[Selected extract]:
------------------------

GP waiting times – are they a problem?
25/09/20 | Delayed Treatment
The issue behind GP appointment waiting times within the NHS has been discussed for a long time, including how this can sometimes result in delayed treatment.
While the use of virtual and phone appointments has risen considerably since the beginning of the Coronavirus outbreak, are some people still waiting longer than they should due to high demand?
GP waiting times statistics
An article published back in November 2019 claimed that some patients saw their average GP waiting times last longer than two weeks. Since then, global events have completely shifted the medical landscape. These unique circumstances, along with a lack of reliable data, makes it difficult to know whether waiting times have improved or worsened.
Many GPs have claimed that COVID has reduced the number of appointments requested, citing that people are hesitant about ‘clogging the system’ during a pandemic, while others put off making an appointment for fear of being in an environment that could expose them to the virus.
What is clear, though, is that it is not an even playing field when it comes to receiving NHS care, with 44% of people struggling to get face-to-face appointments with their GP when they want them and nearly half of all people waiting for hospital care beyond the 18-week standard.
What are the causes of delays to treatment and long GP waiting times?

------------------------

(Collection entries)

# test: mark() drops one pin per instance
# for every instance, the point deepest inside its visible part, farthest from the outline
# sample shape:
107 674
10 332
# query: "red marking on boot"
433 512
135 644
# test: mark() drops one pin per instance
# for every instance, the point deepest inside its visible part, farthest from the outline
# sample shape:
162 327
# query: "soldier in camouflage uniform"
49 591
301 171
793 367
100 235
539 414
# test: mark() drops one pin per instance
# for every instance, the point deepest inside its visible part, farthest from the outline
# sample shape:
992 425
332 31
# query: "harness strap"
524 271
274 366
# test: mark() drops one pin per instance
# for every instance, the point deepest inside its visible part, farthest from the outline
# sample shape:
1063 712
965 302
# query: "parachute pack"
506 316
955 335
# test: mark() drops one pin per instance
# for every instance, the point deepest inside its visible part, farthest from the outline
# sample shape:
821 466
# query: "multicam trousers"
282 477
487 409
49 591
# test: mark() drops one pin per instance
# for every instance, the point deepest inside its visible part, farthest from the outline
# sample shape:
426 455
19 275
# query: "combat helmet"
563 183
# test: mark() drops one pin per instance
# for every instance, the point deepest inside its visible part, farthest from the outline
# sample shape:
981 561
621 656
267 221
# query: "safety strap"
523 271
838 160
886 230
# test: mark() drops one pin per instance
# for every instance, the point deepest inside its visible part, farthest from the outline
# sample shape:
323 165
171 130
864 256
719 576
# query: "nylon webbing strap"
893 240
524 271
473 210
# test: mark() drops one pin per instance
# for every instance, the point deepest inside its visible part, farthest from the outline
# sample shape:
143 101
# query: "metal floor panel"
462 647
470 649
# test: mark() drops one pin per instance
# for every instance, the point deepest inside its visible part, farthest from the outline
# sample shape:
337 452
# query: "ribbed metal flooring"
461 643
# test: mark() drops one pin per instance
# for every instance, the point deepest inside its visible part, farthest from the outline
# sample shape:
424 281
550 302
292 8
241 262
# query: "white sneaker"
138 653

------------------------

[What you will do]: Extend the article on GP waiting times, picking up after its final heading about the causes of treatment delays and long waits. The entries are separate from the article on GP waiting times and stand as material of their own.

[Answer to the problem]:
A reduced number of face-to-face appointments has put a lot of pressure on GPs
While they are able to handle many issues over the phone or via video link, it may be that many of these initial consultations will require the patient to be seen in-person, thereby duplicating what could have been a single appointment in some cases. Data suggests that only 50% of GP appointments carried out in July 2020 were done so face-to-face.
Some GP surgeries have stopped taking online bookings
This means they will only allow patients to call up for same-day appointments. Despite the fact that not booking in advance is somewhat of an inconvenience, it also means there’s no guarantee you will get seen – particularly when everybody is asked to call the surgery at the same time. Sometimes it is not that there is a delay in being seen, but that there are barriers to making the initial contact.
There aren’t enough GPs
We continue to see much-needed housing appear across the UK, but the additional pressure this places on local GP surgeries is often an afterthought. It is increasingly rare for the build of a housing estate to be followed with the opening of a new GP practice to accommodate this influx of new residents. Likewise, training new GPs is a costly and time-intensive task.
We have an aging population
Our population is growing, and people are living longer. Sadly, with aging comes ailments. And with nearly 12 million people aged 65 and above in the UK, this puts GPs under immense pressure to ensure our elderly population are kept safe and well. If someone lives in an area where there is a largely elderly demographic, then this could impact on GP waiting times.
What are the potential implications of extended GP waiting times?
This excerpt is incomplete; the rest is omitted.